> Énoncé
Retranscrivez à l'identique toutes les lignes de chacun des items ci-dessous, sans reproduire les images.

-*-

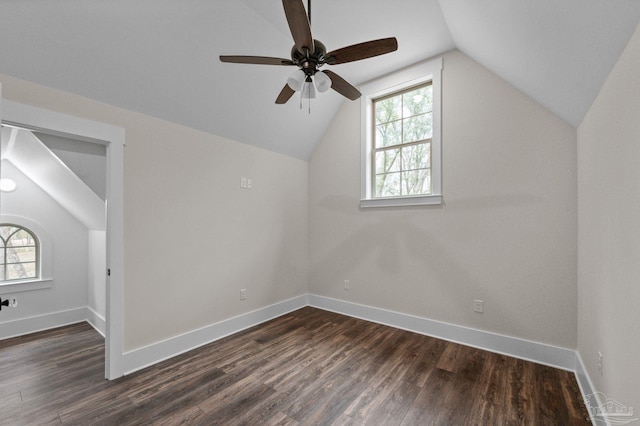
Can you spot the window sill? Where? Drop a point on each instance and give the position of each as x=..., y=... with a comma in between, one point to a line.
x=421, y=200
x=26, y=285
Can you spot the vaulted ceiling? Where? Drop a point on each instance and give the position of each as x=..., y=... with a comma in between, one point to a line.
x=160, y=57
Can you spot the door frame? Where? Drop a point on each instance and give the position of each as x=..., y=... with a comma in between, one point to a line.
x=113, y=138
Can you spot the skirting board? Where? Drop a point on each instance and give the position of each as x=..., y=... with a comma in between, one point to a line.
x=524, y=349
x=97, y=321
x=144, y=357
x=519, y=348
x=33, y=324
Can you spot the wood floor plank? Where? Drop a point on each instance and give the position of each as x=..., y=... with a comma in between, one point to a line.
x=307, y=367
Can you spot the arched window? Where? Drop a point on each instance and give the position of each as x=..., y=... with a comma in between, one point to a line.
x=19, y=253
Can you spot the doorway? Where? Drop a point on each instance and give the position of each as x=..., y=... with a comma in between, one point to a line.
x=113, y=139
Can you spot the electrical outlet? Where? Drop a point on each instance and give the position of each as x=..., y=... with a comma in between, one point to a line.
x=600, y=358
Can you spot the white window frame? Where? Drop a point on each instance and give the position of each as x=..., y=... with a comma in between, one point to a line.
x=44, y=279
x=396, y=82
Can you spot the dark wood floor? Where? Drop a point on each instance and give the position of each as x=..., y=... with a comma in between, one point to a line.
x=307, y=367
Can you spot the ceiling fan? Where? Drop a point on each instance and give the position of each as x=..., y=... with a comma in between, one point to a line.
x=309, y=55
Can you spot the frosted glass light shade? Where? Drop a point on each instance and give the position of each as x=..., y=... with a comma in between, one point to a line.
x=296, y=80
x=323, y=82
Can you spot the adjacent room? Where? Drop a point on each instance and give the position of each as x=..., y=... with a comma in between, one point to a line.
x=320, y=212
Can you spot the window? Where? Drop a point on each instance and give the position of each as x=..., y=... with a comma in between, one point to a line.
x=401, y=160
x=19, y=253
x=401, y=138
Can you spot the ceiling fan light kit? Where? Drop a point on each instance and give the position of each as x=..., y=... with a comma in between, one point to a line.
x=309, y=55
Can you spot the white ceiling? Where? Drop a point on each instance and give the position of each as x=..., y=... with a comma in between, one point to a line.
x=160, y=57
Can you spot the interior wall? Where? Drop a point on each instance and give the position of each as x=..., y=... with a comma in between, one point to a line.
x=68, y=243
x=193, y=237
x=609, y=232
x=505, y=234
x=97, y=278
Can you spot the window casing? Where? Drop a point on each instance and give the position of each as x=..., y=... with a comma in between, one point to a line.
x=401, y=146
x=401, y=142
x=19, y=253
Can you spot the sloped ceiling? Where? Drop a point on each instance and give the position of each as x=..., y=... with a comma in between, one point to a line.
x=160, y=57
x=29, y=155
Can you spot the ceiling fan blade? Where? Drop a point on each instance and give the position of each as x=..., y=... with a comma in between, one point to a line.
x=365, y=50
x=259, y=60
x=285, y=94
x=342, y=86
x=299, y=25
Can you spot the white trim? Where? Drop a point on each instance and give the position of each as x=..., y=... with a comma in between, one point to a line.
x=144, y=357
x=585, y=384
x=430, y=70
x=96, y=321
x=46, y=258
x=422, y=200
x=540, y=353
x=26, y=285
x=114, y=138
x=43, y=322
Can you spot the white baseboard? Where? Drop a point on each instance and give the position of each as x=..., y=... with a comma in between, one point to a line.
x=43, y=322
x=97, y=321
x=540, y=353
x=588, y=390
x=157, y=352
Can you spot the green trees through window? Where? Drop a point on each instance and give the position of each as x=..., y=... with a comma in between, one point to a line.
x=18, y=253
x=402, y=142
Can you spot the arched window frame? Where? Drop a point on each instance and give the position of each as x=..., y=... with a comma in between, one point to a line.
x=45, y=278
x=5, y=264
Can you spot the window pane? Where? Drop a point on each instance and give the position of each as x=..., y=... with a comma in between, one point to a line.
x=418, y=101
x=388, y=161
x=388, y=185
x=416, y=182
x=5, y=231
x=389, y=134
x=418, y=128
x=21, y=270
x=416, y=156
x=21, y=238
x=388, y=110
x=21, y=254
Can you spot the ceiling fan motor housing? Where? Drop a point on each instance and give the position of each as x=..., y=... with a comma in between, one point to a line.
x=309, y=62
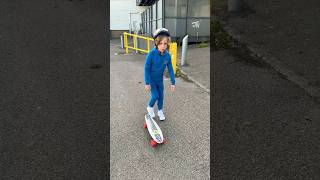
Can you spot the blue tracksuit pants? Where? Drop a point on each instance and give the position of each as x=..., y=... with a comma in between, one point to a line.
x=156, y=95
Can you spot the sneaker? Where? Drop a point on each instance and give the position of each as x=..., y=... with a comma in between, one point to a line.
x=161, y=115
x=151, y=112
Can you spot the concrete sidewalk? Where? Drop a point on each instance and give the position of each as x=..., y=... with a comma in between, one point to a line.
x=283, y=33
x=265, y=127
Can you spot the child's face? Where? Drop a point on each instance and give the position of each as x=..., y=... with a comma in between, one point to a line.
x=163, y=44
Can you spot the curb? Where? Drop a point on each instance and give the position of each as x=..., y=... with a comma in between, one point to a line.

-*-

> Résultat de sortie
Can you spot the window sill? Where? Drop a point on each instance and give the position of each as x=..., y=... with a comma in between, one point to a line.
x=421, y=200
x=26, y=285
Can you spot the vaulted ceiling? Where? Drop a point on each instance and give the position of each as x=..., y=... with a comma in between, one point to a line.
x=160, y=57
Can you spot the door frame? Where? Drop a point on each instance and give the position of each as x=..., y=... with a comma in between, one point to a line.
x=113, y=138
Can you spot the skirting board? Where? Drop a point on each instance and give the position of each as x=..., y=... with a comma in between, one point to a line.
x=524, y=349
x=97, y=321
x=144, y=357
x=519, y=348
x=33, y=324
Can you spot the wood floor plank? Where? Drop a point on each instance and give the position of each as x=..., y=... with a comma in between, one point to a line.
x=307, y=367
Can you spot the arched window? Where? Drop a point on each instance and give the position of each as x=..., y=... with a comma in between, one point to a line.
x=19, y=253
Can you spot the doorway? Where? Drop a point on each instance and give the position of each as x=..., y=... with a comma in between, one point to a line.
x=113, y=139
Can you spot the electrical outlet? Where? Drop a point on each instance and give the position of each as x=..., y=... with a comma in between, one point to a line.
x=600, y=358
Can you spot the white window frame? Where? Drop a point on each instance and give the position of each as x=..., y=... with a comma in between, one point to a line.
x=44, y=279
x=396, y=82
Can you spot the dark wood floor? Where? Drop a point on each instance and give the position of each as x=..., y=... with a comma in between, one point to a line.
x=307, y=367
Can you spot the ceiling fan? Where? Drop a point on each instance and give the position of each as x=..., y=... with a comma in between, one point to a line.
x=309, y=55
Can you spot the frosted glass light shade? Where? Drop a point on each instance and give the position of each as x=..., y=... with a comma in between, one point to a line.
x=296, y=80
x=323, y=82
Can you spot the adjacent room? Where? Drop a point on each instance and give the position of each as x=..., y=... with a comma in between, one point to a line.
x=320, y=212
Can you spot the window? Where? Drop a point on each instance and give the position of each as x=..., y=... with a comma in between, one point to a line.
x=401, y=160
x=19, y=253
x=401, y=138
Can you spot the ceiling fan light kit? Where? Drop a point on each instance and give the position of each as x=..., y=... with a comma in between, one point to a line.
x=309, y=55
Can you spot the white ceiling? Where? Drop a point on each instance and give the position of each as x=..., y=... with a comma in between, one point to a line.
x=160, y=57
Can you spot the interior wall? Where? Drop a point on each instance and give the position of each as x=..., y=... with a comma in between, one point to a line.
x=68, y=243
x=193, y=237
x=609, y=232
x=505, y=234
x=97, y=278
Can you spot the window casing? Where? Drop a point on each instance and give the position of each as x=..., y=... with a comma in between, one point to a line.
x=401, y=146
x=401, y=142
x=19, y=253
Can you spot the sloped ceiling? Where? Drop a point on each instance and give the position of each as x=..., y=... with a comma in between, one point to a line.
x=160, y=57
x=29, y=155
Can you spot the ceiling fan blade? Where? Drop a point on each instance and give the position of each as x=..., y=... with a comma in between, one point to a line.
x=365, y=50
x=259, y=60
x=285, y=94
x=342, y=86
x=299, y=25
Can you spot the white trim? Where? Drop a point on each instance and give the position of each as x=..., y=... with a comma in between, one point to a line.
x=144, y=357
x=585, y=384
x=430, y=70
x=96, y=321
x=46, y=258
x=422, y=200
x=540, y=353
x=26, y=285
x=114, y=138
x=43, y=322
Can you spot the white baseboard? Where? Drop a point on each instance and give the position of each as x=..., y=... with a comma in between, one point to a line.
x=43, y=322
x=97, y=321
x=540, y=353
x=588, y=390
x=157, y=352
Can you spot the green trees through window? Where? Drop a point on each instance and give the position of each as x=..., y=... with a comma in between, one point to a line.
x=18, y=253
x=402, y=142
Can you spot the arched window frame? Where? Drop a point on each instance and give the position of each as x=..., y=... with a comma in between, one point to a line.
x=45, y=278
x=5, y=264
Can you spot the window pane? Where? Drop a point on each instance and give the position of each as x=..., y=... with a comma in between, one point to a line.
x=418, y=101
x=388, y=161
x=388, y=185
x=416, y=182
x=5, y=231
x=389, y=134
x=418, y=128
x=21, y=270
x=416, y=156
x=21, y=238
x=388, y=110
x=21, y=254
Can you spot the ceiling fan motor housing? Where? Drop a point on each instance and give the position of each as x=..., y=... with a comma in between, one point to a line.
x=309, y=62
Can you spot the blue tracksuit pants? Where? Drop a point on each instance and give the position of each as x=..., y=... with a comma in between, one point to a line.
x=156, y=95
Can you spot the sneaker? Where? Drop a point on each instance and give the position of each as x=..., y=... with a comma in between, one point to a line.
x=161, y=115
x=151, y=112
Can you spot the concrete sidewalk? Where? Drop a point on each instance and give the position of each as x=..., y=... with a comma in between, one point to a line.
x=283, y=33
x=265, y=127
Can you spot the child's face? Where? Drop a point on each instance and give the position of each as x=..., y=... with a comma in between, one point to a line.
x=163, y=44
Can you spot the curb? Where? Drop a point on each instance and give the position of each as x=..., y=... with a comma in between, one point to a line.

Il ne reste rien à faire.